Your objective
Where a line of the data holds the word "reel", copy that line.

[Stored data entries]
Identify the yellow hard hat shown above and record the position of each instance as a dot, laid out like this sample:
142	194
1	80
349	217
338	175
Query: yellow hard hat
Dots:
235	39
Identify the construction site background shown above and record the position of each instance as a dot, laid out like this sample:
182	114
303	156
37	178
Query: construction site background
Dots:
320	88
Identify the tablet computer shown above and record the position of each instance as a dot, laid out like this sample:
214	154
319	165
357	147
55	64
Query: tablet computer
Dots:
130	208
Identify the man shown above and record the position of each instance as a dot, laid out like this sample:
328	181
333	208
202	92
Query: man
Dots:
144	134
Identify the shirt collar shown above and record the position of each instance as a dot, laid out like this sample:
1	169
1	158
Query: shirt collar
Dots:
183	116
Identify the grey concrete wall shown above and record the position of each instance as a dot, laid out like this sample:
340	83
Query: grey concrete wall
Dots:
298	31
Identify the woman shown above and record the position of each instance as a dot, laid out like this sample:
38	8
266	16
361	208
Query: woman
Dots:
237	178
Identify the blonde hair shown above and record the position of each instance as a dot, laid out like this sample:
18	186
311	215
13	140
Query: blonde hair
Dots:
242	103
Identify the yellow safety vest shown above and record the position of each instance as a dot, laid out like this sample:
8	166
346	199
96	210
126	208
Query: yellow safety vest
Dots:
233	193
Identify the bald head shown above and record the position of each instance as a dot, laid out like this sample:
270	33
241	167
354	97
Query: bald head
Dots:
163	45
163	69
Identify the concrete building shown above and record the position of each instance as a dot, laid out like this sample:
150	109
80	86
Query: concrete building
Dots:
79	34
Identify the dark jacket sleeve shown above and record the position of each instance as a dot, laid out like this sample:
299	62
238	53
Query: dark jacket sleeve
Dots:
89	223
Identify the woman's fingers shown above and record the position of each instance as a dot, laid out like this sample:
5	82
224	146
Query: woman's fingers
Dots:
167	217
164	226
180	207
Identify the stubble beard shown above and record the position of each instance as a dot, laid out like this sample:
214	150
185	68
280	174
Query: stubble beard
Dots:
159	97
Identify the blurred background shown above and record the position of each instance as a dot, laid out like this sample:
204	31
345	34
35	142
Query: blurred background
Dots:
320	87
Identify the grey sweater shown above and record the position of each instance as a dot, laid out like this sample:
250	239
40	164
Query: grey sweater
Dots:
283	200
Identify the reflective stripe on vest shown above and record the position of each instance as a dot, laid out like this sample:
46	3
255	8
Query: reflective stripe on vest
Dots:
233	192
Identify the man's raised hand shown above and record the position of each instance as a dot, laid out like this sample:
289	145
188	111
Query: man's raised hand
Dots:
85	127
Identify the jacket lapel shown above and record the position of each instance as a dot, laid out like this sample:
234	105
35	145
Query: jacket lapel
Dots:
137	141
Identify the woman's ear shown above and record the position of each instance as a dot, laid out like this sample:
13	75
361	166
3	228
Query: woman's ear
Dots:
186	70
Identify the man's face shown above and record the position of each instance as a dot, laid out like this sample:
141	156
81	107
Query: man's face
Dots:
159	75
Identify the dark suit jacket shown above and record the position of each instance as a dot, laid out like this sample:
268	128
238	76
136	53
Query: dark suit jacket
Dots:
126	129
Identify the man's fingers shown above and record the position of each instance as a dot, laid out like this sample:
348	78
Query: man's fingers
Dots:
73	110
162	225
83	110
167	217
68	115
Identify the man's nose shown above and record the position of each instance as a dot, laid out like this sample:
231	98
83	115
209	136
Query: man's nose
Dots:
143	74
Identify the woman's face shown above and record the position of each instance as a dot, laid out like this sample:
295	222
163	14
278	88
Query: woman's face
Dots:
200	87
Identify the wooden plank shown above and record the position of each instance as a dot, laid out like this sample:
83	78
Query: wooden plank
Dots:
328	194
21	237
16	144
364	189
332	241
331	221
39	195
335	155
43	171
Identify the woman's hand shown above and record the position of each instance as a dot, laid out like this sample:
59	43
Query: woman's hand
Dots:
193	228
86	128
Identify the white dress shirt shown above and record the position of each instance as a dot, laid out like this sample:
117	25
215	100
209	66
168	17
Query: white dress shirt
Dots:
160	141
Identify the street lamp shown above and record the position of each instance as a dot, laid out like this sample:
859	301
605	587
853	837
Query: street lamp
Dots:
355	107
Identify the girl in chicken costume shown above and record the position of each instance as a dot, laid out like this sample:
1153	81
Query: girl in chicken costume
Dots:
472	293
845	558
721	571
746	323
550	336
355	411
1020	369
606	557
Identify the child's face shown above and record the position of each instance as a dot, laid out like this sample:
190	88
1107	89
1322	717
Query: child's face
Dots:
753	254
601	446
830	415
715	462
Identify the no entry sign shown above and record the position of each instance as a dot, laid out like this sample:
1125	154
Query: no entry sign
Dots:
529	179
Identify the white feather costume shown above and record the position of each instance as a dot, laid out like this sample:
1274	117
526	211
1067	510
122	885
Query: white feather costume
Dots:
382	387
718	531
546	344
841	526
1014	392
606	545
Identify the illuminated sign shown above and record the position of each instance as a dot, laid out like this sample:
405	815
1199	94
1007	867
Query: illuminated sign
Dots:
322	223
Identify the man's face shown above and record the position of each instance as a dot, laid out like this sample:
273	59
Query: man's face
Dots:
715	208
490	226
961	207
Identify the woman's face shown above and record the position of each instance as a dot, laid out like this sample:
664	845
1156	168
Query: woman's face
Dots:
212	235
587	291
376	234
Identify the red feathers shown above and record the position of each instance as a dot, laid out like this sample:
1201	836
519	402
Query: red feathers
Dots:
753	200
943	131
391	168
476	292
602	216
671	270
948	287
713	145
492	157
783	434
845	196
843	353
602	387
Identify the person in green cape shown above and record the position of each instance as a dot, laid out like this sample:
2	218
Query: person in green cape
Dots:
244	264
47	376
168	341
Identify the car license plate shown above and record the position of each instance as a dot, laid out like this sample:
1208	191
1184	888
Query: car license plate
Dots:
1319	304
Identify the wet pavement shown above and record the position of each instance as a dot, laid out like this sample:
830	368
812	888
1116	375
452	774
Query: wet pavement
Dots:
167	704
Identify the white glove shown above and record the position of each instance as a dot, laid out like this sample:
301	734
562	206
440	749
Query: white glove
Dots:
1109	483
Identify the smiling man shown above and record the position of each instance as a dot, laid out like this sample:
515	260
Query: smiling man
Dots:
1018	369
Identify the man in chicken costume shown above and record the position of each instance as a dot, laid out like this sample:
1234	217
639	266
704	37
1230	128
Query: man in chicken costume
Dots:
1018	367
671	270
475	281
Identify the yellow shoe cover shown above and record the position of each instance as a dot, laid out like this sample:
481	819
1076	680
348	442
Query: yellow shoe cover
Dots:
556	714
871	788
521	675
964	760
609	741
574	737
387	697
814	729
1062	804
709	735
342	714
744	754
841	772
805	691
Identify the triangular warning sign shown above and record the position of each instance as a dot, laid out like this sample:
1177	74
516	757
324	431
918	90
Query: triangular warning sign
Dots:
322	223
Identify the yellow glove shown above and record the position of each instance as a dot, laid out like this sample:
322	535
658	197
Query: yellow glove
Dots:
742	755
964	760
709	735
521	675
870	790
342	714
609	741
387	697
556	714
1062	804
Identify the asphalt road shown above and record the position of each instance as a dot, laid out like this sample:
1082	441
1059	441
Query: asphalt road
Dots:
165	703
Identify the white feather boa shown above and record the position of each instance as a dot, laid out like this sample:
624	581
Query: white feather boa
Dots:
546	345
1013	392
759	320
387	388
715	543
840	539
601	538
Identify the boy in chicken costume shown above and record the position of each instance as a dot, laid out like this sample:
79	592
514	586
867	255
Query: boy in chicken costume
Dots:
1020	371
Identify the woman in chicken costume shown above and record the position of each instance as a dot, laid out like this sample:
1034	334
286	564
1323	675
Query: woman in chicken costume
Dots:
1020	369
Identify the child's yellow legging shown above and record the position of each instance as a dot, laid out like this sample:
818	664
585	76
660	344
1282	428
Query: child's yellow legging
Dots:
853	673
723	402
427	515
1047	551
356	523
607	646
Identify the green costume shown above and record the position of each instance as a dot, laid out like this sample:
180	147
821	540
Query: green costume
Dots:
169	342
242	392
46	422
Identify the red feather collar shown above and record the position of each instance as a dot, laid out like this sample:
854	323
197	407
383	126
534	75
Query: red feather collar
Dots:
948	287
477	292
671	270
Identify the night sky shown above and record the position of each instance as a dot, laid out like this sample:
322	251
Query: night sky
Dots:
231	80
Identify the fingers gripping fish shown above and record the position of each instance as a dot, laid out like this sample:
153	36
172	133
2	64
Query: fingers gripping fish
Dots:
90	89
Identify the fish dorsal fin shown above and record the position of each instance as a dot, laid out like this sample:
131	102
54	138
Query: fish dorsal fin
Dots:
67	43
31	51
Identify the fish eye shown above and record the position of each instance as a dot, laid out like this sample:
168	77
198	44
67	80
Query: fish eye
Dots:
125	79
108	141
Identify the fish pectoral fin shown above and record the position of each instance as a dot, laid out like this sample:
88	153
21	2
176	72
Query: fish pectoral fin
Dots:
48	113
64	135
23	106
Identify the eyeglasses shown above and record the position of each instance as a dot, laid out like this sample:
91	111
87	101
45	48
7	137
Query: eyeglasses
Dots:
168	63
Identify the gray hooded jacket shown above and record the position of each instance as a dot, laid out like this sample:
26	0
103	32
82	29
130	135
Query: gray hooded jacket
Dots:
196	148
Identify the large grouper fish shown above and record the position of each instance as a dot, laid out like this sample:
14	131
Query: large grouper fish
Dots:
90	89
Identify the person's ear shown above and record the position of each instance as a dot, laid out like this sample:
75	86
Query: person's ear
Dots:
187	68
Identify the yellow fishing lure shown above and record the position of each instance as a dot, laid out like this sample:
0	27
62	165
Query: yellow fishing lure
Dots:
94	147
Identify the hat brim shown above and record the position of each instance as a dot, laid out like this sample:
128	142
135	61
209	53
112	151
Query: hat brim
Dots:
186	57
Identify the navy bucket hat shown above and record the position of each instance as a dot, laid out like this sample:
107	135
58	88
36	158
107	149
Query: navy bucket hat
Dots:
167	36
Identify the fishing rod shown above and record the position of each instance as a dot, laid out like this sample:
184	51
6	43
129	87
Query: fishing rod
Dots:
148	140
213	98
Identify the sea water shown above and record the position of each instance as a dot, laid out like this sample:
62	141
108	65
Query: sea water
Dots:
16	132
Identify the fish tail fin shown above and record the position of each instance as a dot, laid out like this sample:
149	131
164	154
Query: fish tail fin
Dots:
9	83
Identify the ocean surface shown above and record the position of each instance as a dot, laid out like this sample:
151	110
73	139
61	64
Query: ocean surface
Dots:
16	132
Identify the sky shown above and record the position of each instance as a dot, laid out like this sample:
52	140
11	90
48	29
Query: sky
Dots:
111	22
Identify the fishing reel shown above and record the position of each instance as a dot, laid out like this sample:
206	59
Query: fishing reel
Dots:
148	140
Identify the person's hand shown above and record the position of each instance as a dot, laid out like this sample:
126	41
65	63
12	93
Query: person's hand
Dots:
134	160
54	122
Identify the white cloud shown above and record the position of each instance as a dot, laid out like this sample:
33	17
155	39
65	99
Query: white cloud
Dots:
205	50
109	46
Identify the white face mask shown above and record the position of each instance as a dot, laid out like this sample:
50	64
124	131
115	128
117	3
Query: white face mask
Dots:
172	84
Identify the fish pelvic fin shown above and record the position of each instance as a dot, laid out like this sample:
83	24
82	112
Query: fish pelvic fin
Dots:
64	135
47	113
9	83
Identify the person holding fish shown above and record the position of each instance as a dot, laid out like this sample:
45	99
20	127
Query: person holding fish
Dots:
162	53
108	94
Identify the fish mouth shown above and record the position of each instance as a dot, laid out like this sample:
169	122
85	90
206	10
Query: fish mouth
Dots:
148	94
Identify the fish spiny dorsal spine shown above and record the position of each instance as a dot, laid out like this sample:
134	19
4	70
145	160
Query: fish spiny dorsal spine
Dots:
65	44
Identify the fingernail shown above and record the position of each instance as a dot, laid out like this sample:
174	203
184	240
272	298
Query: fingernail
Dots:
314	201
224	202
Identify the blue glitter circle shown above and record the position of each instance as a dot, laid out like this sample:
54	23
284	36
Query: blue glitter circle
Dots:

Result
Identify the fishing reel shown above and record the position of each instance as a dot, laid out like this sample:
Query: fishing reel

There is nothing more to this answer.